Now we face new sources of opposition to a comprehensive scope of practice. Our residencies are controlled to a substantial degree by their sponsoring institutions. Hospital and health plan leaders want family physicians who mostly will care for adults with chronic illnesses in the office setting and they hire program directors who will prioritize these local goals. Family physicians in rural and underserved communities need broader skills than those in urban and suburban areas, but most of our residencies are in urban areas. Thus, our commitment to comprehensive training wanes. Today, the greatest threat to our discipline’s future is our own inability to agree with one another about what it means to be a family physician. This is not a new problem; internal arguments about our scope of practice date to the earliest days of our discipline. Six years ago, FMAHealth was undertaken to formulate a renewed promise to the American people; not urban Americans or insured Americans, all Americans. So here are some questions for us to consider:
- Do we care if the American people have a coherent idea of what they can expect from a family physician?
- Should the public be able to count on any family medicine practice to deliver a basic set of services?
- Should every graduating resident be trained to perform each of the 20 activities listed in Table 1? Stated another way, should any residency graduate be able to practice as a family physician in any community?
- If we can agree on a set of EPAs as our promise to the American people, how will we hold ourselves accountable to our own promise?

Stored data:
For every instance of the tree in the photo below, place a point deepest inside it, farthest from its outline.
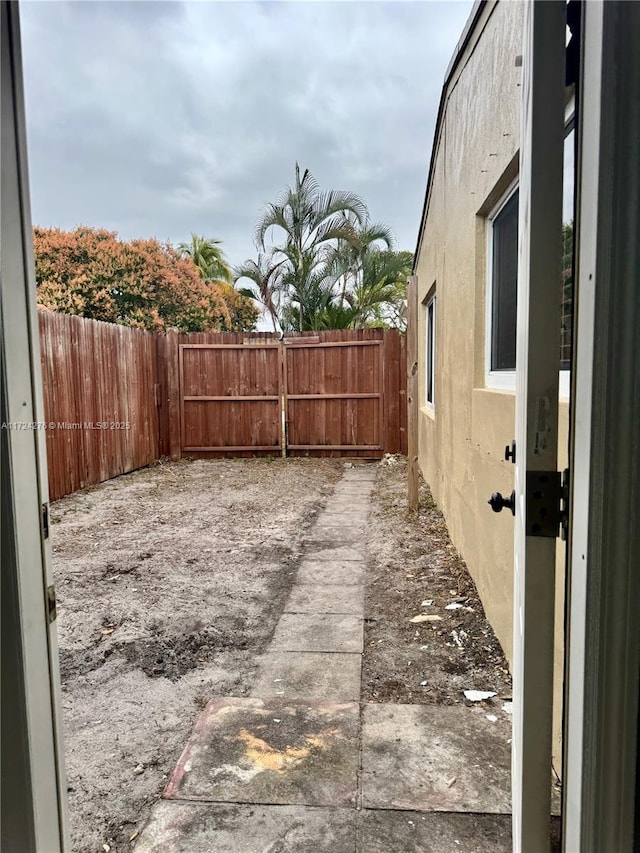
(311, 222)
(208, 256)
(266, 284)
(330, 267)
(140, 283)
(213, 267)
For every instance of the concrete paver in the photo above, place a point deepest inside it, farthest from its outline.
(343, 553)
(275, 751)
(309, 675)
(346, 572)
(383, 831)
(336, 534)
(278, 772)
(318, 632)
(435, 758)
(325, 598)
(181, 827)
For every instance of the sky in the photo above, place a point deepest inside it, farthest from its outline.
(158, 119)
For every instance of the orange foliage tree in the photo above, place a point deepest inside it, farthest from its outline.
(141, 283)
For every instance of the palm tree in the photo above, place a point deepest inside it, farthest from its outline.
(208, 256)
(266, 288)
(312, 223)
(379, 296)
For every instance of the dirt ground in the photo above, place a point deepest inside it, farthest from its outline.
(414, 570)
(170, 583)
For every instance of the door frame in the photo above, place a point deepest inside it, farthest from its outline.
(537, 390)
(34, 809)
(602, 675)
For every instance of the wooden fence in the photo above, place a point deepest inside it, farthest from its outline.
(100, 384)
(117, 398)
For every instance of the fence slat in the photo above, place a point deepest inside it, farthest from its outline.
(106, 375)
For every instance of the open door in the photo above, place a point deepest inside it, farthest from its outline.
(33, 786)
(601, 808)
(537, 481)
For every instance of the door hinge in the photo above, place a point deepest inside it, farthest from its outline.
(547, 502)
(52, 612)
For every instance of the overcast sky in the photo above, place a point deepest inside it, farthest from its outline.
(156, 119)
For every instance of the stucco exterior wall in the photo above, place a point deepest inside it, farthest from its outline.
(461, 444)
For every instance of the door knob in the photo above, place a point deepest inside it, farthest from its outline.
(498, 503)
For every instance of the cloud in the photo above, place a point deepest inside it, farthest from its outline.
(158, 119)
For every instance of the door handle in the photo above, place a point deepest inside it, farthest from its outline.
(498, 503)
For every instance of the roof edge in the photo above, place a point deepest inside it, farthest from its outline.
(463, 41)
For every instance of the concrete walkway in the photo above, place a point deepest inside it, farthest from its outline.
(302, 765)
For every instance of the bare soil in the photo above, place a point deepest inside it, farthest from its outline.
(414, 570)
(170, 582)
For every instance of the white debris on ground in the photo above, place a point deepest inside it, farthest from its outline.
(479, 695)
(390, 459)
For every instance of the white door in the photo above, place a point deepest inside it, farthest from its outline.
(537, 379)
(601, 778)
(34, 792)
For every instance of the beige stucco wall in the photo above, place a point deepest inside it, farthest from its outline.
(461, 445)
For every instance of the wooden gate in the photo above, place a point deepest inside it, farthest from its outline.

Assigned task 1:
Please copy the stretch of the family medicine passage from "- Should every" through "in any community?" word for word.
Assigned task 2:
Answer these questions from the family medicine passage:
(a) In what kind of area are most family medicine residencies located?
(b) How many years ago was FMAHealth undertaken?
(c) How many activities are listed in Table 1?

Task result 1:
- Should every graduating resident be trained to perform each of the 20 activities listed in Table 1? Stated another way, should any residency graduate be able to practice as a family physician in any community?

Task result 2:
(a) Urban areas
(b) Six years ago
(c) 20